** Start of GIVEN DATA **
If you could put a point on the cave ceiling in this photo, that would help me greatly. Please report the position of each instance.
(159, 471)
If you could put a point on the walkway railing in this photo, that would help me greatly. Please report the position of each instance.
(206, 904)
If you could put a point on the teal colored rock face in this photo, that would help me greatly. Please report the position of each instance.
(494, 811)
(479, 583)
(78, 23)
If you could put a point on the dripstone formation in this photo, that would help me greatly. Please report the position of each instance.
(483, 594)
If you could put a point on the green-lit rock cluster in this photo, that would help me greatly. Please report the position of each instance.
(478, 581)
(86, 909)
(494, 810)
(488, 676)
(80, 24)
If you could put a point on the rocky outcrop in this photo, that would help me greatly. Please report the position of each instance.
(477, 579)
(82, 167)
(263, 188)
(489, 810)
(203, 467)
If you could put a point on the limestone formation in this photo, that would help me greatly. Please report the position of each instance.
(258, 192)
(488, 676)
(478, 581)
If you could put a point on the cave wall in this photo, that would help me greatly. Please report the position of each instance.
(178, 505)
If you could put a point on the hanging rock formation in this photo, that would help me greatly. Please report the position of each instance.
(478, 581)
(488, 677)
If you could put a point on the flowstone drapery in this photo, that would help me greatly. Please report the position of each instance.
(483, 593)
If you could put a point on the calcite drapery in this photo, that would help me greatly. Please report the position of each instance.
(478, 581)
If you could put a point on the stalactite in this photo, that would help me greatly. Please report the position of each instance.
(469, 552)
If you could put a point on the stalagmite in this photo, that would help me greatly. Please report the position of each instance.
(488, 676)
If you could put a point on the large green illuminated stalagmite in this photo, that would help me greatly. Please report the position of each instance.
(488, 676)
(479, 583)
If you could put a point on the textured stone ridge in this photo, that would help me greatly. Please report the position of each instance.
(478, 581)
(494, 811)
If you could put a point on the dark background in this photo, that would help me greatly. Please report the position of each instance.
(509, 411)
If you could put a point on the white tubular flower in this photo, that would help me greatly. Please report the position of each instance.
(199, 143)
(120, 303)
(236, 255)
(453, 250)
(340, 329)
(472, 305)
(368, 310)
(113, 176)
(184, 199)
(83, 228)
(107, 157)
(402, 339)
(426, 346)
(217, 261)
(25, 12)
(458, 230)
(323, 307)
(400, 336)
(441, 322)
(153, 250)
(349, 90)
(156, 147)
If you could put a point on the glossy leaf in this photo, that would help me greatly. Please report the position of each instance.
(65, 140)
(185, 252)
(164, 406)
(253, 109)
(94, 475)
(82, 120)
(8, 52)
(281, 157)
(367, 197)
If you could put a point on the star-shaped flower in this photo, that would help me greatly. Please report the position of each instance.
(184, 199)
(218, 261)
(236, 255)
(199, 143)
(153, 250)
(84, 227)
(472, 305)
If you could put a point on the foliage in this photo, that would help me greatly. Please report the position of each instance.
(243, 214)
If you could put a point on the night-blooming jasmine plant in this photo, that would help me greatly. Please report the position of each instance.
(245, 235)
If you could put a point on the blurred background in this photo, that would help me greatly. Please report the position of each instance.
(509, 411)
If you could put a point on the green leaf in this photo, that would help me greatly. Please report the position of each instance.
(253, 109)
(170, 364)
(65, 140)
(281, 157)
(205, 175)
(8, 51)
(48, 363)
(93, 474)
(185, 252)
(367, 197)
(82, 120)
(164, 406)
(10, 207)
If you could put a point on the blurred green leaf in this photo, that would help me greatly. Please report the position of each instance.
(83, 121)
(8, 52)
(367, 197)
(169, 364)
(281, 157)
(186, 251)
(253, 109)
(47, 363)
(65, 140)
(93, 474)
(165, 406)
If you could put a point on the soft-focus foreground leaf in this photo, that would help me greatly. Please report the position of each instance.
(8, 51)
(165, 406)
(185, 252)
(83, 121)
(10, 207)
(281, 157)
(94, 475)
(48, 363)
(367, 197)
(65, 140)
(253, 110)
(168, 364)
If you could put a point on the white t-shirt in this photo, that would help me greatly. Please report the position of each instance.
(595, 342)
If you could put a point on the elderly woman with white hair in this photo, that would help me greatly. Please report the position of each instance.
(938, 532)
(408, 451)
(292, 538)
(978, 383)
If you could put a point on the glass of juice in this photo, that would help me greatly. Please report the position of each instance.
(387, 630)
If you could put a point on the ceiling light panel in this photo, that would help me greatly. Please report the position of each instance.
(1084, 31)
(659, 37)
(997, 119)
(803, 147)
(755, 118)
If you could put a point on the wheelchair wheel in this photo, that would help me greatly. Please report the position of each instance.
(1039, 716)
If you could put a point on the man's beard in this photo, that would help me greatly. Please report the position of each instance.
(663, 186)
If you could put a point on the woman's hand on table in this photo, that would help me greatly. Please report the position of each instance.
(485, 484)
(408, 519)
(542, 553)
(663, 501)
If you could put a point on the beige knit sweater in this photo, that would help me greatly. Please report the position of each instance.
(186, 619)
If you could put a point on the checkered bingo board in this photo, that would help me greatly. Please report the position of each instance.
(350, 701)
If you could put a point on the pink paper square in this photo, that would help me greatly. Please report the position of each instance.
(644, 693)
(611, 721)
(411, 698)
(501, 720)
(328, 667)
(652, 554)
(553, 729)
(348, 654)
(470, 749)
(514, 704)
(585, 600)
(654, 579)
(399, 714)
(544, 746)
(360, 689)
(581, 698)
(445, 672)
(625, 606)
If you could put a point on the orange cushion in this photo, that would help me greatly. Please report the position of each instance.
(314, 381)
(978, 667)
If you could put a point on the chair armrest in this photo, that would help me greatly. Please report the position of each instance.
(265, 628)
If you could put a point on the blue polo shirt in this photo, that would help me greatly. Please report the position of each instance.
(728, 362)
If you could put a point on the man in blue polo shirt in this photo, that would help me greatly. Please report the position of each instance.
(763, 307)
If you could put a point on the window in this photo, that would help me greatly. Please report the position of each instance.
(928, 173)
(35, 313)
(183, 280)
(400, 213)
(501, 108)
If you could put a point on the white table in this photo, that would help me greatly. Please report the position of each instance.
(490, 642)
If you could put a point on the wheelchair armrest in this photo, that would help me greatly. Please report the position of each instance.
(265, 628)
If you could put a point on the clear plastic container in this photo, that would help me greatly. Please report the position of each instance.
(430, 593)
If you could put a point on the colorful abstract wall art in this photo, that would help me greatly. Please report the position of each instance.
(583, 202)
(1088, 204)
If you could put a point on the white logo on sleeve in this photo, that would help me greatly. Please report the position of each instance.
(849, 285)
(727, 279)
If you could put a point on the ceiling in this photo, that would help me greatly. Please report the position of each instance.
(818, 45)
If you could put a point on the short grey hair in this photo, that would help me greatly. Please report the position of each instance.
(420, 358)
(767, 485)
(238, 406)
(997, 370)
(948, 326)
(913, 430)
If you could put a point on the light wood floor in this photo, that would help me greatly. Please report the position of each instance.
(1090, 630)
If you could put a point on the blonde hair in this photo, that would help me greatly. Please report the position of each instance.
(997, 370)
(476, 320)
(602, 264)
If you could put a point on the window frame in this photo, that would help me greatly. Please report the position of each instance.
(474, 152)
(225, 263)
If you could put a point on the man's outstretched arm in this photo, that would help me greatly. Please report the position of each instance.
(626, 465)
** End of GIVEN DATA **
• [DIRECTIONS FOR THIS TASK]
Reproduce the data above, word for word, from the line containing "If you could put a point on the white table" through the end of the data.

• [RESPONSE]
If you could put a point on the white table in this photo, that would help me greatly. Please report the position of each instance.
(490, 642)
If you could put a point on the wheelchair armrest in this photo, that would help me greatly. Please report the position of each instance.
(265, 628)
If you could put a point on the clear plastic container in this photo, that would help me greatly. Please report the position of each instance.
(430, 593)
If you could put a point on the colorful abstract wall art in this photo, that would help me greatly. Please report the position of each instance.
(583, 202)
(1088, 204)
If you could put a point on the white logo on sleeve in this photo, that would help me greatly. Please report the position of each instance.
(849, 285)
(727, 279)
If you could put a point on the ceiling in this photo, that would help me greatly. Please report the position of each instance.
(818, 45)
If you could put a point on the short grey hair in this photo, that would help me greatly. Please report the position of each instance.
(420, 358)
(767, 485)
(238, 406)
(997, 370)
(948, 326)
(913, 430)
If you could put a point on the light wood floor in this photo, that would help me greatly. Please report the position of each instance.
(1090, 630)
If you could put a point on the blonde hair in this photo, that would help me greatly. Please report the position of each instance.
(997, 370)
(476, 320)
(602, 264)
If you could put a point on the window frame in this photo, that would help me greatly. Please report the position of each instance.
(474, 152)
(225, 263)
If you could put a point on the man's outstretched arm in this photo, that would help me greatly. Please report the position of each instance.
(626, 465)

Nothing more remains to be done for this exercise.